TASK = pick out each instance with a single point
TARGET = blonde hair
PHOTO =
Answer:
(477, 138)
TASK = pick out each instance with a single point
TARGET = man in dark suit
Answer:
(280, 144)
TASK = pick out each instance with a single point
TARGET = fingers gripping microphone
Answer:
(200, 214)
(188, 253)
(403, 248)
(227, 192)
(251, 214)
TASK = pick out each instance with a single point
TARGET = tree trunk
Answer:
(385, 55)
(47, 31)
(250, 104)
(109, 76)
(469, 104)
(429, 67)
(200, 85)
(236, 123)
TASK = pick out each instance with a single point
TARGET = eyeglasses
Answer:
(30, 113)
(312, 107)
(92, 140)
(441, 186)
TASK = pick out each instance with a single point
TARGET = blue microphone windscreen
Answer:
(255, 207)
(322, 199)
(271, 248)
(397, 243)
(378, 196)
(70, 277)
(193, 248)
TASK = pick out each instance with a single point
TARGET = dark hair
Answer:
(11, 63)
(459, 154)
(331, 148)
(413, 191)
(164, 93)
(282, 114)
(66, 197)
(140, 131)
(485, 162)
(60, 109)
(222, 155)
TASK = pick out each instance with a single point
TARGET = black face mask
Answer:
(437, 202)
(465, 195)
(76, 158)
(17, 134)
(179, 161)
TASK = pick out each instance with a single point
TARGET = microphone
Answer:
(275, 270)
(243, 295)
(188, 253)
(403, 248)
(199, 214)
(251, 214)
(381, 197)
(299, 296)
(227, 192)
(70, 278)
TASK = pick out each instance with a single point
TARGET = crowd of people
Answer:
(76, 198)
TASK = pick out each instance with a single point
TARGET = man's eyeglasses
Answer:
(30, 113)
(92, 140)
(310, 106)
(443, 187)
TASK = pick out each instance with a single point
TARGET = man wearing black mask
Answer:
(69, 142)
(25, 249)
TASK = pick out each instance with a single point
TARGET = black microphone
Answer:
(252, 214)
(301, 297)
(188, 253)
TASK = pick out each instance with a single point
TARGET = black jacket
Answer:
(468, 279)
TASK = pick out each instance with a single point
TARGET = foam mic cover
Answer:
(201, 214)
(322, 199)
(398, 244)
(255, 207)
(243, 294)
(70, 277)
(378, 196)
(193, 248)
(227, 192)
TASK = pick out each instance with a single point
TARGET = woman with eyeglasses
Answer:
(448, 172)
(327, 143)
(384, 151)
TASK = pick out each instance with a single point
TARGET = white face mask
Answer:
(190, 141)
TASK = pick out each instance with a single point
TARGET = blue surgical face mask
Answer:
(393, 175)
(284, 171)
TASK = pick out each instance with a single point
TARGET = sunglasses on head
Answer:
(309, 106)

**TASK:** Each record, exactly as written, is to be printed again.

**PROBLEM SOLUTION:**
TASK = pick out each instance with a single point
TARGET = blonde hair
PHOTO =
Answer:
(477, 138)
TASK = pick out each instance with a single point
TARGET = man in dark suit
Answer:
(280, 144)
TASK = pick out each instance with a single point
TARGET = fingers gripping microphone
Answer:
(200, 214)
(188, 253)
(403, 248)
(227, 192)
(251, 214)
TASK = pick out each instance with a single point
TARGET = tree trunk
Answer:
(385, 55)
(47, 31)
(250, 104)
(109, 76)
(469, 104)
(429, 67)
(200, 85)
(236, 123)
TASK = pick out each instance with a single point
TARGET = eyeglasses
Answer:
(30, 113)
(312, 107)
(92, 140)
(441, 186)
TASK = pick out each instance with a single point
TARGET = blue microphone windscreen
Answer:
(255, 207)
(322, 199)
(271, 248)
(397, 243)
(378, 196)
(70, 277)
(193, 248)
TASK = pick out each instance with a single point
TARGET = dark hair
Answer:
(11, 63)
(459, 154)
(331, 148)
(413, 191)
(164, 93)
(282, 114)
(66, 197)
(140, 131)
(485, 162)
(60, 109)
(222, 155)
TASK = pick out each instance with a single point
TARGET = black face mask
Answer:
(437, 202)
(465, 195)
(76, 158)
(17, 134)
(179, 161)
TASK = pick out each instance with a single point
TARGET = microphone
Answer:
(275, 270)
(243, 295)
(188, 253)
(403, 248)
(199, 214)
(251, 214)
(381, 197)
(299, 296)
(227, 192)
(70, 278)
TASK = pick out each instance with a single point
TARGET = crowd of people
Answer:
(76, 198)
TASK = pick out each instance with a single point
TARGET = man's eyeglasses
Answer:
(30, 113)
(92, 140)
(310, 106)
(443, 187)
TASK = pick out each instance with a single point
TARGET = man wearing black mask
Answer:
(69, 142)
(25, 249)
TASK = pick out each instance with a single point
TARGET = black microphone
Answer:
(252, 214)
(301, 297)
(188, 253)
TASK = pick out each instance with a single point
TARGET = black jacket
Answer:
(468, 279)
TASK = pick out each instance with a single point
TARGET = foam mic cover
Answer:
(201, 214)
(322, 199)
(398, 244)
(255, 207)
(243, 294)
(70, 277)
(378, 196)
(193, 248)
(227, 192)
TASK = pick out each instance with a single point
TARGET = woman with eyeglasses
Answer:
(448, 172)
(327, 143)
(384, 151)
TASK = pick out each instance with a single point
TARGET = white face mask
Answer:
(190, 141)
TASK = pick out each instance with a single point
TARGET = blue surgical face mask
Answer:
(393, 175)
(284, 171)
TASK = pick out each instance with a single point
TARGET = sunglasses on head
Answer:
(309, 106)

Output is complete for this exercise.